*** Opening Supplied material ***

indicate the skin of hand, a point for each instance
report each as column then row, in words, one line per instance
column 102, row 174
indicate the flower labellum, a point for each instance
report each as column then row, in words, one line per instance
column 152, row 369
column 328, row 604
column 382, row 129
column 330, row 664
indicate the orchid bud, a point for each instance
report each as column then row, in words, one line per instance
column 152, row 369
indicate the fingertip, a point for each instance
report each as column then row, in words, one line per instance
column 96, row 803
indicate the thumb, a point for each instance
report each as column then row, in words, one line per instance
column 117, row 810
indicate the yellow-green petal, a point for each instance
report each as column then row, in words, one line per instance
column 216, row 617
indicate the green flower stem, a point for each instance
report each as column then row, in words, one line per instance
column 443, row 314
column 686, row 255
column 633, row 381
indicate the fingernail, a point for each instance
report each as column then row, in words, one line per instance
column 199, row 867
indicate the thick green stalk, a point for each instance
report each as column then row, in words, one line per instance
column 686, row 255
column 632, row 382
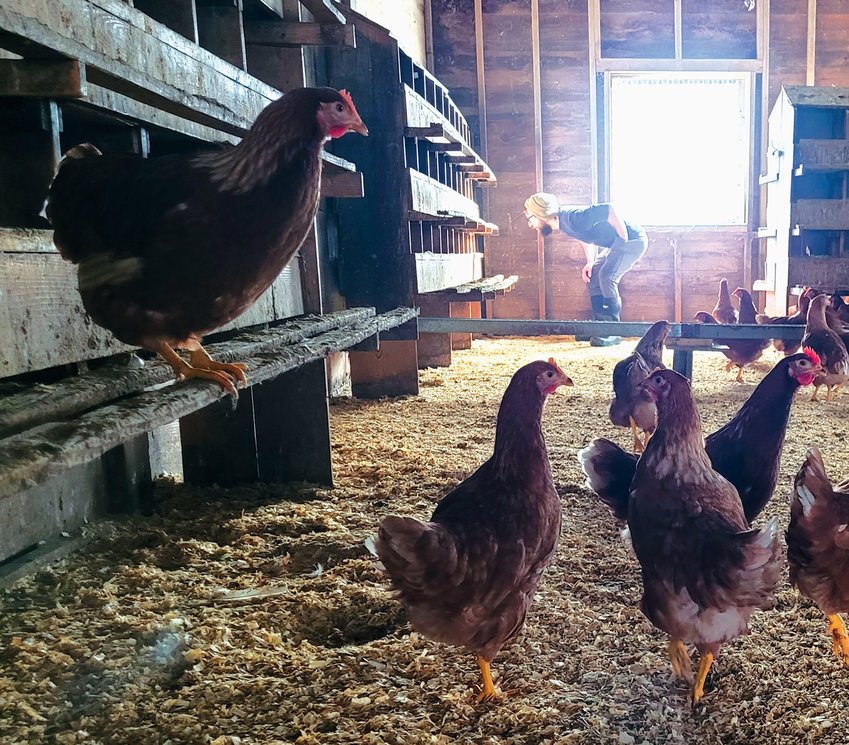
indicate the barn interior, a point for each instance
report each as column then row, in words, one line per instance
column 183, row 565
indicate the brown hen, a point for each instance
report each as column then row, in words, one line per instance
column 704, row 571
column 818, row 545
column 170, row 248
column 468, row 575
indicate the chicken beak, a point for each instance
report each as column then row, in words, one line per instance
column 359, row 127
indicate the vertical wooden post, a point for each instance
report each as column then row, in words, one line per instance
column 29, row 153
column 219, row 443
column 292, row 422
column 538, row 164
column 678, row 30
column 811, row 65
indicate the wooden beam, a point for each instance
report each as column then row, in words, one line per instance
column 42, row 78
column 289, row 34
column 324, row 11
column 811, row 63
column 342, row 184
column 536, row 72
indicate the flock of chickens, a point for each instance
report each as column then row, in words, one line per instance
column 468, row 575
column 826, row 322
column 154, row 243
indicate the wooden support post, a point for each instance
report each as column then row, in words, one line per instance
column 434, row 350
column 391, row 371
column 178, row 15
column 811, row 66
column 219, row 443
column 220, row 31
column 293, row 426
column 461, row 310
column 29, row 153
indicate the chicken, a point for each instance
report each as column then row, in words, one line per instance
column 742, row 352
column 628, row 407
column 818, row 545
column 724, row 311
column 746, row 450
column 797, row 318
column 173, row 247
column 468, row 576
column 830, row 348
column 704, row 572
column 840, row 307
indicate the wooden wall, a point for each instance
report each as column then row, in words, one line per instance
column 404, row 18
column 683, row 265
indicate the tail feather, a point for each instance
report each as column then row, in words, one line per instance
column 609, row 470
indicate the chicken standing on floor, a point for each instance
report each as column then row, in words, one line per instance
column 629, row 407
column 746, row 450
column 469, row 575
column 830, row 348
column 818, row 545
column 724, row 311
column 173, row 247
column 704, row 571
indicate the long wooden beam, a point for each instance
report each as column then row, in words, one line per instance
column 289, row 34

*** Closing Supplied material ***

Exercise
Tally every line of the entries that contains the word "post", and respond with that number only.

Task result
2